Return, exactly as written, the lines of the material from its top through the line with "Target = sun glow on horizon", keeping pictures out.

* [Data supplied]
((

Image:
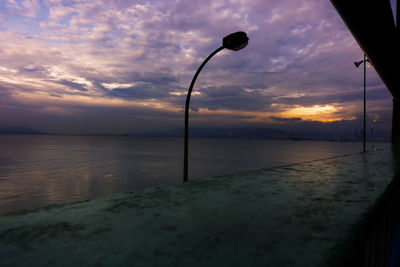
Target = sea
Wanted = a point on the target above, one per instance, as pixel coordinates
(42, 170)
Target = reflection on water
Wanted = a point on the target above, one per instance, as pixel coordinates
(37, 171)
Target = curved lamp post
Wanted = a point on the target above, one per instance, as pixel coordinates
(357, 64)
(235, 42)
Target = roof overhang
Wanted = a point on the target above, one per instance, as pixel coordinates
(372, 24)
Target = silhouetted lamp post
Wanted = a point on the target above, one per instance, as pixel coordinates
(235, 42)
(357, 64)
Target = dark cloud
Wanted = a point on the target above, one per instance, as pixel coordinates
(92, 53)
(73, 85)
(289, 120)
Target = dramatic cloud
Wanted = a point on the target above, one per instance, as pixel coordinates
(124, 66)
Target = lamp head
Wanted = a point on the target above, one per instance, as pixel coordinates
(357, 64)
(235, 41)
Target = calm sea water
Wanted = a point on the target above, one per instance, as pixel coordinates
(36, 171)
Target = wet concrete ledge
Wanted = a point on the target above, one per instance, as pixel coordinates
(307, 214)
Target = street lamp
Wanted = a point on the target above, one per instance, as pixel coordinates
(234, 41)
(357, 64)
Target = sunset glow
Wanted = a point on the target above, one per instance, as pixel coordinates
(126, 61)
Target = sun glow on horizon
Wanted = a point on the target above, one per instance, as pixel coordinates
(323, 113)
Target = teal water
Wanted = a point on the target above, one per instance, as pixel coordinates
(37, 171)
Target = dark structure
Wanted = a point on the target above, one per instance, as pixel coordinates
(234, 41)
(372, 24)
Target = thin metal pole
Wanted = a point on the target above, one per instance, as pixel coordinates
(365, 107)
(185, 157)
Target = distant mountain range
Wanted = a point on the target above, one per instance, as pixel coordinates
(267, 133)
(244, 132)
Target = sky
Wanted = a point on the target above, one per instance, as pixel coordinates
(124, 66)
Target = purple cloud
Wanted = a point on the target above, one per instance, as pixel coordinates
(89, 53)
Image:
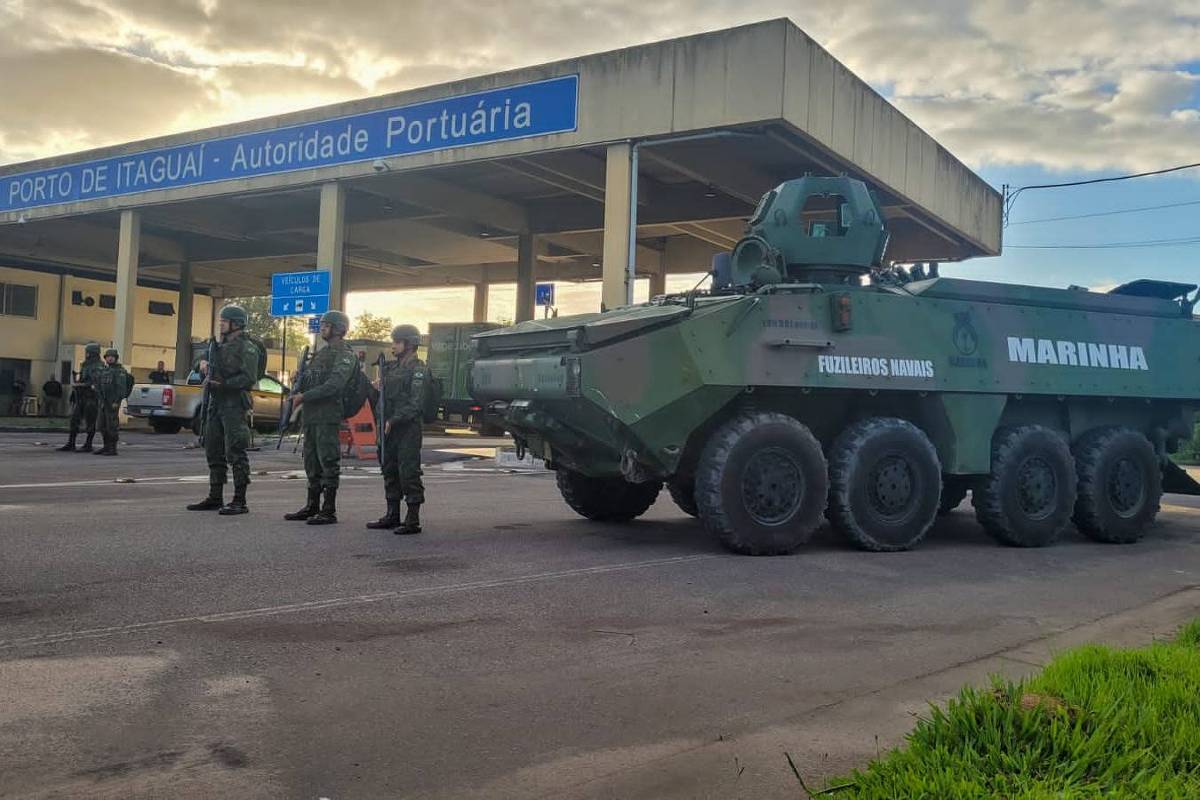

))

* [Output of the task]
Image:
Target = sea
Wanted = a point on the target above, one per instance, as pixel coordinates
(42, 170)
Target = reflection on water
Wanted = a point on the target above, one per instance, as pixel coordinates
(37, 171)
Target = curved lamp post
Wanted = a point on the target above, one per instance, as pixel coordinates
(357, 64)
(235, 42)
Target = roof overhang
Wanted = a point on the target above, one per instance, as pixel coordinates
(372, 24)
Target = silhouetted lamp post
Wanted = a point on the target above, one per instance, as pixel coordinates
(235, 42)
(357, 64)
Target = dark cloud
Wanted = a point on the target above, one per instance, as pixel coordinates
(92, 53)
(73, 85)
(289, 120)
Target = dramatic cloud
Wanted = a point on the target above, one per instance, as pixel coordinates
(124, 66)
Target = lamp head
Wanted = a point on the target above, one per instance, as pixel coordinates
(357, 64)
(235, 41)
Target = calm sea water
Wanted = a point on the target above, one per instance, as pixel coordinates
(36, 171)
Target = wet concrete ledge
Wanted = a point on the target above, one per instance, as pixel coordinates
(307, 214)
Target = street lamp
Wanted = a point on the target above, one per instance, as pixel coordinates
(234, 41)
(357, 64)
Target = sunset glow
Wanted = a point on the target above, one per instance, as pixel coordinates
(126, 61)
Target = sun glow on horizon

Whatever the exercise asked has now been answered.